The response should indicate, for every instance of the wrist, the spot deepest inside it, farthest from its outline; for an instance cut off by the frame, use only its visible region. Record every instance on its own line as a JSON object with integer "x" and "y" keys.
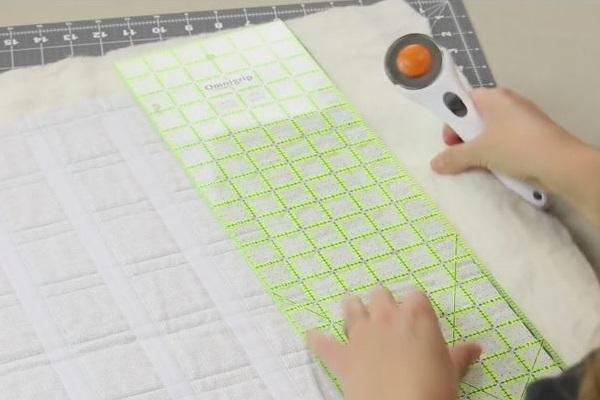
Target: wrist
{"x": 576, "y": 178}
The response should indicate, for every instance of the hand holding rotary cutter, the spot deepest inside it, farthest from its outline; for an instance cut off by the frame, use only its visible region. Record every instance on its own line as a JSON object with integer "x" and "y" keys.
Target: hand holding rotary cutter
{"x": 427, "y": 75}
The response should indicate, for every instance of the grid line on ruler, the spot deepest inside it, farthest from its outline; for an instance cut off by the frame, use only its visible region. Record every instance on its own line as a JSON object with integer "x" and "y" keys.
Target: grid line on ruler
{"x": 314, "y": 200}
{"x": 45, "y": 43}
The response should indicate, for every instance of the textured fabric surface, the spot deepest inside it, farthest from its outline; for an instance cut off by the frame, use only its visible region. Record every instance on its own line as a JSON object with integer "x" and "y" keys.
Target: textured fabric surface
{"x": 109, "y": 276}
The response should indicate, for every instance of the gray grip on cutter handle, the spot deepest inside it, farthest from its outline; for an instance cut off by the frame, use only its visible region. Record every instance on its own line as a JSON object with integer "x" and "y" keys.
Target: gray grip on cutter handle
{"x": 471, "y": 125}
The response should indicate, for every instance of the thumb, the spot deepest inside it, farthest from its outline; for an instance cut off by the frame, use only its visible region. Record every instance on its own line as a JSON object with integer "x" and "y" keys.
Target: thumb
{"x": 463, "y": 355}
{"x": 328, "y": 350}
{"x": 458, "y": 158}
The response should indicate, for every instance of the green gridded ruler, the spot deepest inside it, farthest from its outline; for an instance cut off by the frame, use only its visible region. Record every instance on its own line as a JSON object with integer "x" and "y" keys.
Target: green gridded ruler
{"x": 315, "y": 201}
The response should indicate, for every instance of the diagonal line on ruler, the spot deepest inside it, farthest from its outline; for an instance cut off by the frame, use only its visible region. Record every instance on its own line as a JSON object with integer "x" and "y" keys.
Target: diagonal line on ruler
{"x": 482, "y": 390}
{"x": 531, "y": 371}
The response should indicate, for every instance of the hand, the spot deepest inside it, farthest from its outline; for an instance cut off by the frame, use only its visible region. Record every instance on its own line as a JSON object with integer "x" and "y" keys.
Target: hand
{"x": 519, "y": 140}
{"x": 393, "y": 351}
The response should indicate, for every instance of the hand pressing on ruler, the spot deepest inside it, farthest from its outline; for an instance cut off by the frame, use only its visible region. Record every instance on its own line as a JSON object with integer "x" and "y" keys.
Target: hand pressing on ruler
{"x": 519, "y": 140}
{"x": 394, "y": 351}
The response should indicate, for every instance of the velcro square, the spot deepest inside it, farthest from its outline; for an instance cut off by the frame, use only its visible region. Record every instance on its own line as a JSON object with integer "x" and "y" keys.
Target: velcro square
{"x": 180, "y": 137}
{"x": 387, "y": 267}
{"x": 386, "y": 217}
{"x": 307, "y": 265}
{"x": 402, "y": 236}
{"x": 418, "y": 257}
{"x": 295, "y": 195}
{"x": 230, "y": 63}
{"x": 282, "y": 131}
{"x": 236, "y": 166}
{"x": 253, "y": 139}
{"x": 324, "y": 286}
{"x": 340, "y": 206}
{"x": 276, "y": 274}
{"x": 355, "y": 178}
{"x": 280, "y": 176}
{"x": 250, "y": 185}
{"x": 256, "y": 96}
{"x": 264, "y": 204}
{"x": 371, "y": 197}
{"x": 325, "y": 186}
{"x": 168, "y": 119}
{"x": 278, "y": 224}
{"x": 355, "y": 278}
{"x": 310, "y": 215}
{"x": 312, "y": 123}
{"x": 341, "y": 159}
{"x": 371, "y": 246}
{"x": 210, "y": 129}
{"x": 223, "y": 147}
{"x": 324, "y": 235}
{"x": 195, "y": 155}
{"x": 267, "y": 157}
{"x": 328, "y": 97}
{"x": 227, "y": 104}
{"x": 220, "y": 193}
{"x": 293, "y": 244}
{"x": 355, "y": 226}
{"x": 297, "y": 149}
{"x": 326, "y": 141}
{"x": 340, "y": 255}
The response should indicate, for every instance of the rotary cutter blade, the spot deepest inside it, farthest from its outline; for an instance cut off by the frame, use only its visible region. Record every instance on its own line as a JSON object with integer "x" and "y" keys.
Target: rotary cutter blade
{"x": 426, "y": 74}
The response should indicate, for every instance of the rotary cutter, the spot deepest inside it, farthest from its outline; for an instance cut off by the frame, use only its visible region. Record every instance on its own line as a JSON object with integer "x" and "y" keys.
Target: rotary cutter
{"x": 427, "y": 75}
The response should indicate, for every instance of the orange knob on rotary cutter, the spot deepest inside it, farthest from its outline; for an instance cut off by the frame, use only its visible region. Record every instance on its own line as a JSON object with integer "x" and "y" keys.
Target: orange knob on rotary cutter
{"x": 425, "y": 73}
{"x": 414, "y": 60}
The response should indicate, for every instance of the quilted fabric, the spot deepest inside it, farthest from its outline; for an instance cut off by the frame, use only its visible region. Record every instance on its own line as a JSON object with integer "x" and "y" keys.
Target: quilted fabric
{"x": 112, "y": 272}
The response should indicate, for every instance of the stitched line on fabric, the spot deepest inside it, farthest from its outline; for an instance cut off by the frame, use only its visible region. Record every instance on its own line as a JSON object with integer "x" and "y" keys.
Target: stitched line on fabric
{"x": 150, "y": 336}
{"x": 268, "y": 364}
{"x": 314, "y": 200}
{"x": 57, "y": 349}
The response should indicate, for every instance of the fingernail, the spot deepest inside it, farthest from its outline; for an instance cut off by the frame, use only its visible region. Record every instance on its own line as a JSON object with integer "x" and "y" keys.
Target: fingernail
{"x": 437, "y": 163}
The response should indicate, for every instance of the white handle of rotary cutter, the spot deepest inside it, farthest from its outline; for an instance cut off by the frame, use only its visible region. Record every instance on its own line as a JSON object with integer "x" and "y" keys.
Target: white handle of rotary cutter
{"x": 469, "y": 126}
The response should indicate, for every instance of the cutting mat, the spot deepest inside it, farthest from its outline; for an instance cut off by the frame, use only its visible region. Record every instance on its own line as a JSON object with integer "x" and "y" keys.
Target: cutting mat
{"x": 40, "y": 44}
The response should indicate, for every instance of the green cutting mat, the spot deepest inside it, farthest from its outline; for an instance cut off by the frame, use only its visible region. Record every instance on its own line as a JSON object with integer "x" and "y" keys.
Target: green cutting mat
{"x": 315, "y": 201}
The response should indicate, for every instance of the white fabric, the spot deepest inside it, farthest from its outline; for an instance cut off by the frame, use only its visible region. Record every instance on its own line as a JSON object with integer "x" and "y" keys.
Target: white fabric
{"x": 111, "y": 276}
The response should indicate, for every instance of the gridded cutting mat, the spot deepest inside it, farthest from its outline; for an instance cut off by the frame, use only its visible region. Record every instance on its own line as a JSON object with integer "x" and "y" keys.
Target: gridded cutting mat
{"x": 40, "y": 44}
{"x": 315, "y": 201}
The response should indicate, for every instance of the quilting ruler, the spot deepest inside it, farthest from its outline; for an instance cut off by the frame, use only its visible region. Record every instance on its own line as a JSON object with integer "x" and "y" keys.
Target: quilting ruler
{"x": 315, "y": 201}
{"x": 27, "y": 45}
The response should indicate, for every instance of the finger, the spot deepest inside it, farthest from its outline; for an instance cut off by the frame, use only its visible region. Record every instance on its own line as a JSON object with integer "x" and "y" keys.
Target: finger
{"x": 328, "y": 350}
{"x": 382, "y": 303}
{"x": 450, "y": 137}
{"x": 459, "y": 158}
{"x": 463, "y": 355}
{"x": 417, "y": 307}
{"x": 354, "y": 312}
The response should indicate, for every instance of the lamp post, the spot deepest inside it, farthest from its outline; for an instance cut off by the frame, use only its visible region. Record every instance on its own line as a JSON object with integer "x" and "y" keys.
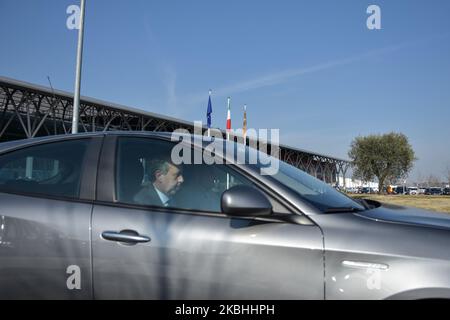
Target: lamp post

------------------------------------------------

_YOUR OBJECTIVE_
Word for word, restate the lines from the one containing "white fabric, the" through the end of the listing, and nothing more. Skip the pictures.

_RESPONSE FOR THIS EXERCISE_
The response should indicate, for every instance of the white fabric, the spot deepest inside it, farthest from its outline; for an instance cut off by the frame, use only its visible region. Record every instance on its own line as a JSON object with integer "x" and "y" keys.
Target: white fabric
{"x": 111, "y": 276}
The response should indicate, for every instance of the gridded cutting mat, the spot deepest inside it, farthest from its outline; for an instance cut off by the frame, use only its visible region. Record every instance on its own line as a JSON object with integer "x" and "y" keys.
Target: gridded cutting mat
{"x": 40, "y": 44}
{"x": 315, "y": 201}
The response should indicate, for every instance of the quilting ruler, the spot deepest inside it, farthest from its outline; for an instance cut off by the frame, use only its visible region. Record every instance on its own line as a JSON object with integer "x" and "y" keys.
Target: quilting ruler
{"x": 315, "y": 201}
{"x": 27, "y": 45}
The response should indicate, for every instance of the finger, the spot deepest inside it, farthest from its outline; for an instance cut off by the frame, use only its visible region. Record every instance on its own line as a JSON object with integer "x" and "y" keys.
Target: finger
{"x": 328, "y": 350}
{"x": 382, "y": 303}
{"x": 450, "y": 137}
{"x": 459, "y": 158}
{"x": 463, "y": 355}
{"x": 417, "y": 307}
{"x": 354, "y": 312}
The response should indicate, for every instance of the lamp post, the spot deepest inside it, farthest from its outline; for an instance cut off by the frame, use only its visible region. Record every instance on its own line as a JSON object with integer "x" and "y" keys.
Target: lamp post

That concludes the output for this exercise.